§ **WRITTEN EXERCISE**:
Can you render the records as a two-column CSV with the columns "prompt" and "answer", covering everything from the start of the records through the line containing "[0,3,470,377]"? Give one row per record, put each field in quotation marks, and replace any line breaks with spaces.

Entries from an annotation dataset:
------------------------------------------------------------------------

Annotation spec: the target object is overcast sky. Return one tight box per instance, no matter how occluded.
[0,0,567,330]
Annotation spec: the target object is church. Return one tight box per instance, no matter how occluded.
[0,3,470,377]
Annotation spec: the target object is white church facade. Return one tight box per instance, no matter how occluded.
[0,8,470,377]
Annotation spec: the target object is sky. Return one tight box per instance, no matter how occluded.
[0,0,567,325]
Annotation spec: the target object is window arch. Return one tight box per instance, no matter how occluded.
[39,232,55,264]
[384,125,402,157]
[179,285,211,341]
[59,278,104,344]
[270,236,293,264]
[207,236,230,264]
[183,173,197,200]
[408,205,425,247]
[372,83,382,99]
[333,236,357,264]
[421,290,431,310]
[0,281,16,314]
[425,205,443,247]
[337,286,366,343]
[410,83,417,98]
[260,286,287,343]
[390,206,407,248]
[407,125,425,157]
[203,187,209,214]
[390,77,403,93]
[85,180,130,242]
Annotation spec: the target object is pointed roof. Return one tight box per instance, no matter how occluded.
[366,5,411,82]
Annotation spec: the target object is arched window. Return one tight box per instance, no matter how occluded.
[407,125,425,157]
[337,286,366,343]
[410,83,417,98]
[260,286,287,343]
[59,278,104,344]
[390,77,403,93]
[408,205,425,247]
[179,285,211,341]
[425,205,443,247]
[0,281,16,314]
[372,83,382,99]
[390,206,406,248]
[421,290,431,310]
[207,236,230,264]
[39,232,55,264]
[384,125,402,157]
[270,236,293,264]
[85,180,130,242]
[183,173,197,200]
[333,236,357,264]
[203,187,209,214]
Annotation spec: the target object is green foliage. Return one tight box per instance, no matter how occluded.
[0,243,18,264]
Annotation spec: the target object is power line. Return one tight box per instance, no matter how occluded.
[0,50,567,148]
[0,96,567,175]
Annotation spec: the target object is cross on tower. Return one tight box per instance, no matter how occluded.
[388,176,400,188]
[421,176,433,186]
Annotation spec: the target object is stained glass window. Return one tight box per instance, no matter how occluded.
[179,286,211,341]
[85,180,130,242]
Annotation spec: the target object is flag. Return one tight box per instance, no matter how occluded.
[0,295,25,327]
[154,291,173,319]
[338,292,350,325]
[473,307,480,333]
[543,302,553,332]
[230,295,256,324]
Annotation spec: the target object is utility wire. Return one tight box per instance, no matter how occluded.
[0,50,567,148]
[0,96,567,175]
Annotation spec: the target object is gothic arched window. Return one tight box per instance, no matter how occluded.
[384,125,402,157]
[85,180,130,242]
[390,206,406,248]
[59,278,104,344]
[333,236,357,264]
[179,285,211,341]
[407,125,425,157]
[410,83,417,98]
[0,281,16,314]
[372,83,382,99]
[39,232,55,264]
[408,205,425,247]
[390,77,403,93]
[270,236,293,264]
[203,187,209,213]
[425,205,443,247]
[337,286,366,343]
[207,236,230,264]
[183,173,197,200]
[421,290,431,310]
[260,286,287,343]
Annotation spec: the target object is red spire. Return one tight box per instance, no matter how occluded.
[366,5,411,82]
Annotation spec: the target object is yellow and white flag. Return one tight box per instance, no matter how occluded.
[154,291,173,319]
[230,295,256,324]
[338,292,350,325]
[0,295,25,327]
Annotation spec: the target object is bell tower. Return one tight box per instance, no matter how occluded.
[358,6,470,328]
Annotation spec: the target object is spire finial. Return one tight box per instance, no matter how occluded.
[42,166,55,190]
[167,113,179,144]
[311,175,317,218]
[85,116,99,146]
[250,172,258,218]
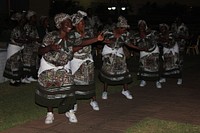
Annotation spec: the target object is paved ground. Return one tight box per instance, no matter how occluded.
[2,55,200,133]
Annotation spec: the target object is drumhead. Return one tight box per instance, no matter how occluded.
[137,38,156,52]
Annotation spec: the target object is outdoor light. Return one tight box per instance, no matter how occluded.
[112,6,116,10]
[121,7,126,11]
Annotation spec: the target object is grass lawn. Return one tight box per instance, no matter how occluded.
[125,118,200,133]
[0,57,200,133]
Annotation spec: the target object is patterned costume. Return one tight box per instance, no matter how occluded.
[99,31,132,85]
[134,31,159,80]
[69,30,95,99]
[159,24,181,78]
[36,31,75,113]
[3,22,25,82]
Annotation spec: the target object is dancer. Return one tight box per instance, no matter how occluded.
[99,16,141,99]
[69,11,103,110]
[35,13,77,124]
[135,20,162,88]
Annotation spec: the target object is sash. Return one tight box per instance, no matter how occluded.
[70,55,94,75]
[102,45,124,57]
[163,43,179,55]
[38,57,70,76]
[7,44,24,59]
[140,46,159,58]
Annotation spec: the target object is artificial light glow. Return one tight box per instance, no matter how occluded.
[121,7,126,11]
[112,6,116,10]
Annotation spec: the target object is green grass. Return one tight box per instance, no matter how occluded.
[0,82,46,131]
[0,55,200,133]
[0,71,128,131]
[125,118,200,133]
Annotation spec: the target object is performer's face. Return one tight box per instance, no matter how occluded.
[77,19,85,30]
[61,19,72,32]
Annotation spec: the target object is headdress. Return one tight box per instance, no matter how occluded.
[54,13,70,29]
[117,16,130,28]
[159,23,169,30]
[10,12,23,21]
[71,10,87,26]
[138,20,148,30]
[26,10,36,20]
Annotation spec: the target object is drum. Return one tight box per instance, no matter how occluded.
[43,51,72,66]
[136,38,156,52]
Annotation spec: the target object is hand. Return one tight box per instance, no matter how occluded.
[97,32,104,41]
[49,43,61,51]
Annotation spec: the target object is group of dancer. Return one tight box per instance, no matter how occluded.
[2,10,188,124]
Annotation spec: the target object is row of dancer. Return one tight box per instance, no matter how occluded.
[3,11,46,86]
[134,20,188,88]
[35,11,147,124]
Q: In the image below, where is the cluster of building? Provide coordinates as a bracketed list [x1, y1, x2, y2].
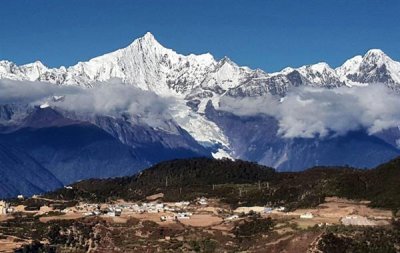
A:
[160, 212, 192, 221]
[0, 200, 14, 215]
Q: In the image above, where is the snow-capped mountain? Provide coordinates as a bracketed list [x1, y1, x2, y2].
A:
[0, 33, 400, 176]
[0, 33, 400, 99]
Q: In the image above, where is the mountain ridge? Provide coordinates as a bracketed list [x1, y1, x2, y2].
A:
[0, 32, 400, 99]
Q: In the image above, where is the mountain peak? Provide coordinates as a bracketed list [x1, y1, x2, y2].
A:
[363, 49, 390, 64]
[366, 48, 386, 55]
[141, 32, 156, 41]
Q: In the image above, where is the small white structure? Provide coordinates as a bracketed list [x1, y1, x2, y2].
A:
[84, 212, 94, 216]
[107, 212, 116, 217]
[300, 213, 314, 219]
[198, 197, 208, 206]
[225, 214, 239, 221]
[0, 200, 10, 215]
[175, 201, 190, 207]
[175, 213, 192, 220]
[340, 215, 376, 226]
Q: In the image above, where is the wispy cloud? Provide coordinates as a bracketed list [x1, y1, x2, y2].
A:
[220, 85, 400, 138]
[0, 80, 175, 127]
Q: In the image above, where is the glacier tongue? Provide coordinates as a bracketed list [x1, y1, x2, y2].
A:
[0, 33, 400, 160]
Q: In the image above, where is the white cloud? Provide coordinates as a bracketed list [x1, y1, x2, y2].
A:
[220, 85, 400, 138]
[0, 80, 175, 127]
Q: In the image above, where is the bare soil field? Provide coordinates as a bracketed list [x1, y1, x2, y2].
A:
[180, 214, 223, 227]
[39, 213, 85, 223]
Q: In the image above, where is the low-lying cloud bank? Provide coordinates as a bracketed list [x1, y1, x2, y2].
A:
[0, 80, 175, 127]
[0, 80, 400, 138]
[220, 85, 400, 138]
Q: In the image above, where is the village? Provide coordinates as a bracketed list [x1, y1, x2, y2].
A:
[0, 193, 392, 228]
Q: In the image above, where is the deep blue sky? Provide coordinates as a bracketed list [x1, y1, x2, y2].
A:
[0, 0, 400, 72]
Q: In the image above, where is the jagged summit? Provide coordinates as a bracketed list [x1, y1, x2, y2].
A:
[0, 32, 400, 96]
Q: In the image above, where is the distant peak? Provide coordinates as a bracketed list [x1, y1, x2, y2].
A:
[364, 49, 386, 57]
[220, 56, 237, 66]
[142, 32, 155, 40]
[131, 32, 162, 49]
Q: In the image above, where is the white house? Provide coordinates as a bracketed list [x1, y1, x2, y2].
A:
[300, 213, 314, 219]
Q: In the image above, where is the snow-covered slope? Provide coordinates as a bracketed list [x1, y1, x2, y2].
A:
[0, 33, 400, 97]
[0, 33, 400, 159]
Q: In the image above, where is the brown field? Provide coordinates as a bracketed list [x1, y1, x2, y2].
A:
[180, 214, 223, 227]
[0, 236, 29, 253]
[39, 213, 85, 222]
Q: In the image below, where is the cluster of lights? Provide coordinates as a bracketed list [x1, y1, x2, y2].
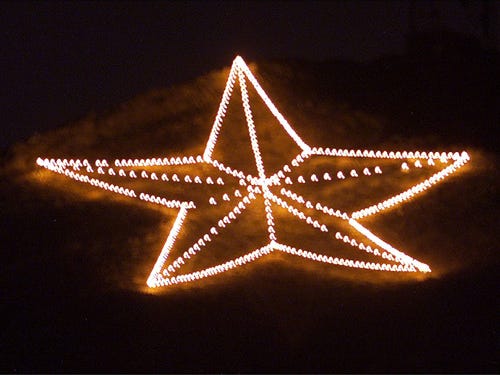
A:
[37, 57, 469, 287]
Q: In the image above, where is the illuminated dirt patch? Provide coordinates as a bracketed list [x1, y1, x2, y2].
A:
[33, 57, 469, 287]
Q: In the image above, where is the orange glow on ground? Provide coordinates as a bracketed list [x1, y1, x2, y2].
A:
[32, 57, 470, 288]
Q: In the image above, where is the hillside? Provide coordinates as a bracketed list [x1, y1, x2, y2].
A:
[0, 57, 499, 372]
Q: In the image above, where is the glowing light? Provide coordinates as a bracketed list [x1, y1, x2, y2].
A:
[36, 57, 469, 288]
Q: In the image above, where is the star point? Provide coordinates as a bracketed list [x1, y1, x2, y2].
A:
[36, 56, 469, 288]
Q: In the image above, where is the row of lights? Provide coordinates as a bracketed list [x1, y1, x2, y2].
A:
[37, 57, 469, 287]
[351, 152, 470, 219]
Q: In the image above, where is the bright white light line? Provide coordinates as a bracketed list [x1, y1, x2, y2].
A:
[37, 56, 470, 288]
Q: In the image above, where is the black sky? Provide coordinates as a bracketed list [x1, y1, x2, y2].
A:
[0, 1, 498, 148]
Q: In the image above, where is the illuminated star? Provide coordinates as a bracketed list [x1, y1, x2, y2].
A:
[37, 57, 469, 288]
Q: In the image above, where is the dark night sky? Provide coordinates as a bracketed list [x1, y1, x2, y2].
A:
[0, 1, 498, 148]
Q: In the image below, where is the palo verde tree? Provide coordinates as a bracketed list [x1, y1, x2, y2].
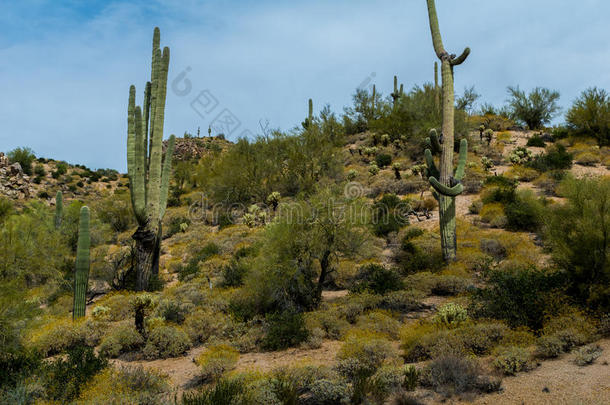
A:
[127, 27, 175, 291]
[426, 0, 470, 261]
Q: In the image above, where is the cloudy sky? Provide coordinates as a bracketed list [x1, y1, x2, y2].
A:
[0, 0, 610, 170]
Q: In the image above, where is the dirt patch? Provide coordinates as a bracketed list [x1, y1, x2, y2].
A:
[474, 339, 610, 405]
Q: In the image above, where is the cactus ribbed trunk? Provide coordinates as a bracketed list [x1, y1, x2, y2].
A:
[426, 0, 470, 261]
[72, 207, 91, 319]
[127, 28, 175, 291]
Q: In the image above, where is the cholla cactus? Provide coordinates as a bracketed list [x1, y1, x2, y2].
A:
[267, 191, 282, 211]
[481, 156, 494, 172]
[483, 129, 494, 146]
[392, 162, 402, 180]
[72, 207, 91, 319]
[381, 134, 391, 146]
[55, 191, 64, 229]
[434, 303, 468, 326]
[426, 0, 470, 261]
[508, 146, 534, 165]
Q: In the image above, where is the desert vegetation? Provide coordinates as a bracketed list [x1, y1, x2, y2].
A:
[0, 0, 610, 405]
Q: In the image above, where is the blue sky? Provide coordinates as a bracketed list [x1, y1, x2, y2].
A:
[0, 0, 610, 170]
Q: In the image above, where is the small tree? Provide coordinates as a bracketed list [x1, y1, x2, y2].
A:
[8, 147, 36, 175]
[566, 87, 610, 146]
[508, 86, 560, 129]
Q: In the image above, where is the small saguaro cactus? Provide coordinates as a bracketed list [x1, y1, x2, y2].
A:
[301, 99, 313, 129]
[390, 76, 404, 106]
[127, 28, 175, 291]
[426, 0, 470, 261]
[483, 129, 494, 146]
[72, 206, 91, 319]
[434, 62, 441, 111]
[55, 191, 64, 229]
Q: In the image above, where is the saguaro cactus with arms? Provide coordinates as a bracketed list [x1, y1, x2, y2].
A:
[127, 28, 175, 291]
[426, 0, 470, 261]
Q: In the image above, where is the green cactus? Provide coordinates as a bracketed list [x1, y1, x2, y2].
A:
[301, 99, 313, 129]
[390, 76, 404, 106]
[72, 207, 91, 319]
[425, 0, 470, 261]
[55, 191, 64, 229]
[127, 28, 175, 290]
[434, 62, 441, 112]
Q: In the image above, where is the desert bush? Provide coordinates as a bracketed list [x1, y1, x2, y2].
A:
[470, 268, 562, 330]
[375, 153, 392, 169]
[263, 310, 309, 350]
[7, 147, 36, 176]
[574, 345, 603, 367]
[479, 238, 507, 261]
[494, 346, 533, 375]
[196, 345, 239, 381]
[337, 330, 397, 381]
[350, 264, 403, 294]
[305, 310, 350, 340]
[508, 86, 560, 129]
[422, 355, 500, 397]
[303, 378, 351, 405]
[379, 290, 423, 313]
[527, 134, 546, 148]
[183, 309, 231, 344]
[545, 178, 610, 309]
[99, 325, 144, 358]
[372, 194, 411, 236]
[480, 203, 508, 228]
[528, 143, 573, 172]
[155, 298, 194, 324]
[77, 367, 169, 405]
[142, 326, 191, 359]
[41, 346, 108, 403]
[181, 378, 245, 405]
[566, 87, 610, 145]
[504, 190, 544, 232]
[356, 310, 400, 339]
[434, 303, 468, 327]
[369, 365, 404, 404]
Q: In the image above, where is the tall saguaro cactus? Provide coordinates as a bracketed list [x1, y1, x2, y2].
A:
[127, 27, 175, 290]
[390, 76, 404, 107]
[72, 207, 91, 319]
[426, 0, 470, 261]
[55, 191, 64, 229]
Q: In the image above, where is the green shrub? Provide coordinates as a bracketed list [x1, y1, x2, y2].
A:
[422, 355, 500, 397]
[142, 326, 191, 359]
[181, 379, 245, 405]
[99, 325, 144, 358]
[527, 134, 546, 148]
[7, 147, 36, 176]
[434, 303, 468, 327]
[470, 268, 562, 330]
[494, 346, 533, 375]
[375, 153, 392, 169]
[350, 264, 403, 294]
[263, 311, 309, 350]
[574, 345, 603, 367]
[41, 346, 108, 403]
[78, 367, 169, 405]
[528, 143, 573, 172]
[373, 194, 411, 236]
[504, 190, 544, 232]
[155, 298, 193, 324]
[196, 345, 239, 381]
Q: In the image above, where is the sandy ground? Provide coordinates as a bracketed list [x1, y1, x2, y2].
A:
[474, 339, 610, 405]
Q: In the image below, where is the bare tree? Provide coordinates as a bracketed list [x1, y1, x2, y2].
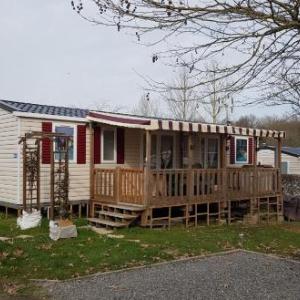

------------------------------------------------------------------------

§ **RESULT**:
prompt,answer
"Annotation spec: the target object is overcast sky. Return one tight box per instance, no matter how occluded.","[0,0,567,330]"
"Annotation spec: the target object is church. Return one tight box per instance, no matter how occluded.","[0,3,470,377]"